REQUIRED TASKS
**1.** Print the passage on mediation in arbitration word for word, everything from "Many court procedures" down to "different. Until now.".
**2.** In the passage on mediation in arbitration, what amount must a claim or counterclaim exceed for new Rule 9 to require the parties to mediate?
**3.** Go on with the passage on mediation in arbitration, starting right after its last sentence.

EXTRACT
↓↓↓
Should mediation – alias, assisted settlement negotiation – be something we are left to opt into, or is it appropriate to make settlement negotiations with the help of a neutral an automatic process step in formal proceedings unless we opt-out of the opportunity?

Many court procedures these days expressly or by implication require parties to opt out of mediation, rather than opt-in. But encouraging parties who are already part of an arbitration proceeding into mediation is somehow different. Until now.

In October 2013, the American Arbitration Association (AAA) published its new Commercial Arbitration Rules and Mediation Procedures to become the first leading arbitration institution to make mediation a process step that the parties need to opt out of, rather than a choice they would have to opt into. New Rule 9 provides:

In all cases where a claim or counterclaim exceeds $75,000, upon the AAA’s administration of the arbitration or at any time while the arbitration is pending, the parties shall mediate their dispute pursuant to the applicable provisions of the AAA’s Commercial Mediation Procedures, or as otherwise agreed by the parties. Absent an agreement of the parties to the contrary, the mediation shall take place concurrently with the arbitration and shall not serve to delay the arbitration proceedings. However, any party to an arbitration may unilaterally opt out of this rule upon notification to the AAA and the other parties to the arbitration. The parties shall confirm the completion of any mediation or any decision to opt out of this rule to the AAA. Unless agreed to by all parties and the mediator, the mediator shall not be appointed as an arbitrator to the case.

Is this driven by user demand? Earlier in 2013, the International Mediation Institute, assisted by the Corporate Counsel International Arbitration Group and the Conflict Management Round Table of German Business, surveyed in-house dispute resolution counsel, General Counsel and some senior management in over 70 multinational corporations. One of the propositions put to those surveyed was: “Parties to an arbitration proceeding should be actively encouraged by the Arbitration Provider to use mediation to settle their dispute.” A total of 74% of responders agreed with this statement, 22% were ambivalent and only 4% disagreed.
↑↑↑
COLLECTED MATERIAL
↓↓↓
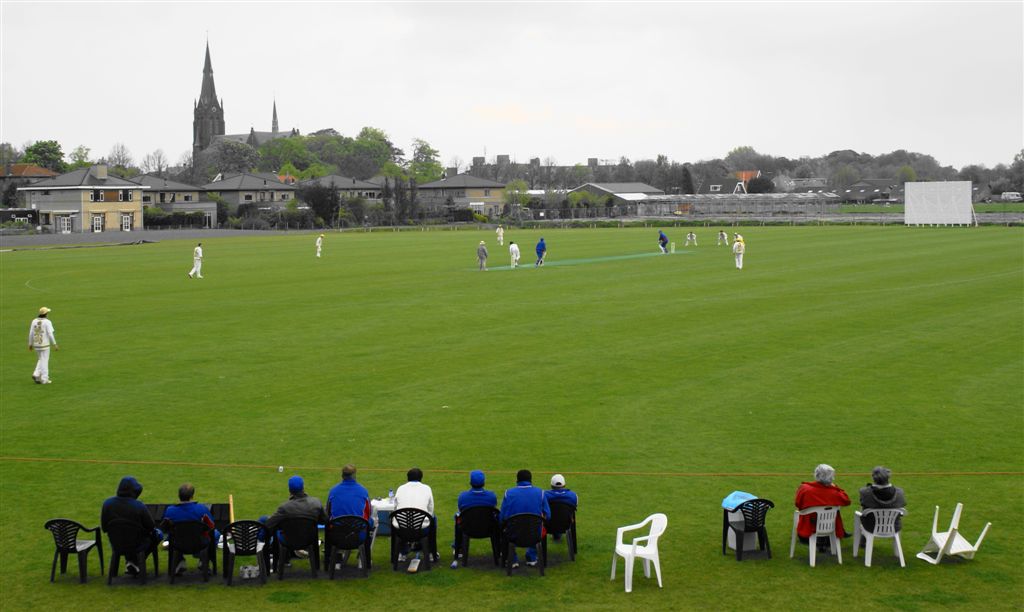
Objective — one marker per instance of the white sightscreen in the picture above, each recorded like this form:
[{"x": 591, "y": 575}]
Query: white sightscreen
[{"x": 946, "y": 203}]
↑↑↑
EXPECTED ANSWERS
**1.**
Many court procedures these days expressly or by implication require parties to opt out of mediation, rather than opt-in. But encouraging parties who are already part of an arbitration proceeding into mediation is somehow different. Until now.

**2.** It must exceed $75,000.

**3.**
Another proposition was: “Mediation should be a compulsory process step in the conduct of all commercial disputes, both in litigation and arbitration.” To this, 48% agreed, 15% were ambivalent and 37% were against.

The inference is that what most users want is something between mediation being a mandatory step and active encouragement to mediate. AAA’s solution is to replace the implicit opt-in with an express opt-out.

Also in October 2013, Lord Woolf delivered the Annual Mediation Lecture in Singapore, one of the highlights of the dispute resolution calendar in Southeast Asia (see Ruminations on the Singapore Mediation Lecture 2013 by Joel Lee, 14 October 2013). His speech contained the following remarks:

Remarkably, while I would have expected mediation to have a more prominent role in arbitration than in other areas of litigation, in fact from my unscientific observation the opposite is true…. I have over the years found among the arbitration industry a remarkable reluctance about promoting mediation. I find the reasons advanced for this worryingly unsatisfactory. If this is due in any way to supposed self-interest, this is a mistake. Parties to commercial arbitration, as in litigation, are increasingly jaundiced as to the rising costs. If increased use of mediation reduces the average cost of arbitration, this would increase its popularity.

AAA has improved their arbitration procedure by making mediation a normal process step that parties will have to opt out of, rather than opt into. This seems to address the expressed needs and desires of users. May this be the start of an international trend? The survey evidence suggests that users are likely to be hoping so.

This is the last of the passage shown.